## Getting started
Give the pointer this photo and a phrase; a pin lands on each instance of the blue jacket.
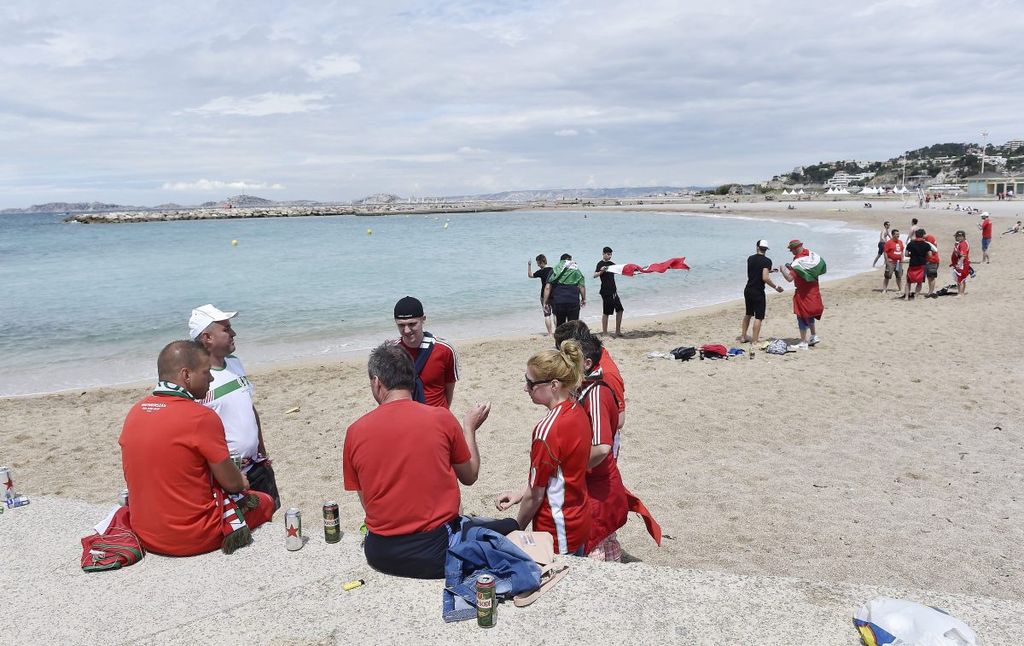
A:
(474, 551)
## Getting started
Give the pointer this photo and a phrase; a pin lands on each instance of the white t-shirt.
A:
(230, 397)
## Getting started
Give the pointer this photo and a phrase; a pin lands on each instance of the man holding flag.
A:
(804, 272)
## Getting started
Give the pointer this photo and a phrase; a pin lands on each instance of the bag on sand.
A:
(885, 621)
(684, 353)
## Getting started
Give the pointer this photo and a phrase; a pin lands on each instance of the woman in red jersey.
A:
(555, 497)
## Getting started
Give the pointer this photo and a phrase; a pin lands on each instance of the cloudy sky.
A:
(147, 102)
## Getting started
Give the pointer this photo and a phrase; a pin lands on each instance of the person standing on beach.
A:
(894, 261)
(758, 275)
(883, 239)
(960, 260)
(177, 468)
(918, 251)
(609, 295)
(565, 291)
(807, 305)
(230, 396)
(986, 235)
(404, 460)
(435, 360)
(543, 272)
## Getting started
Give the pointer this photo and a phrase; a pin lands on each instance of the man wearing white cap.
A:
(230, 395)
(758, 275)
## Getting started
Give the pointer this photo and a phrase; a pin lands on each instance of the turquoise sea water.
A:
(87, 305)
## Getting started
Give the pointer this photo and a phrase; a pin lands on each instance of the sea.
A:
(86, 305)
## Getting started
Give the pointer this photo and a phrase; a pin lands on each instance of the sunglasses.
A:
(530, 384)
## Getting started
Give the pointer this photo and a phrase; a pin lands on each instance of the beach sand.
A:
(887, 458)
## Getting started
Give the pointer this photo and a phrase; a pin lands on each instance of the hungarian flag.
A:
(809, 266)
(657, 267)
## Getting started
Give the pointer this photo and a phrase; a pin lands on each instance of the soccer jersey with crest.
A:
(230, 396)
(558, 462)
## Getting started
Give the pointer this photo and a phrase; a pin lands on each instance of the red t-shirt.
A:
(613, 378)
(167, 446)
(558, 459)
(399, 455)
(894, 250)
(441, 370)
(933, 257)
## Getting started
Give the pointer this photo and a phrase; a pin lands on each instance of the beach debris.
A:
(884, 620)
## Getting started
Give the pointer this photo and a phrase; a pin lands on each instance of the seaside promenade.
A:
(886, 461)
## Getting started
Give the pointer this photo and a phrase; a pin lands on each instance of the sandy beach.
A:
(885, 459)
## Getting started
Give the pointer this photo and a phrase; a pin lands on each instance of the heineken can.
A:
(7, 483)
(293, 529)
(486, 603)
(332, 522)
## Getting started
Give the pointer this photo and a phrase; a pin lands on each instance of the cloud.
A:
(216, 184)
(262, 104)
(332, 67)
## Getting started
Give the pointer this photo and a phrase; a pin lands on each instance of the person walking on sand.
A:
(960, 260)
(758, 275)
(230, 396)
(565, 291)
(986, 235)
(883, 239)
(609, 295)
(807, 305)
(894, 261)
(543, 272)
(435, 360)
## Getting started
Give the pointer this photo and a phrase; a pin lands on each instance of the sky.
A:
(187, 101)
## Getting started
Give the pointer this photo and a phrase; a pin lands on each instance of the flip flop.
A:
(550, 574)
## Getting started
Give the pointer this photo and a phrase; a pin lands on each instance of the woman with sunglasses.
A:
(555, 497)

******

● **REQUIREMENT**
Count the lines in the material above that contain the string "person". Reply with only the number.

● **REPLY**
2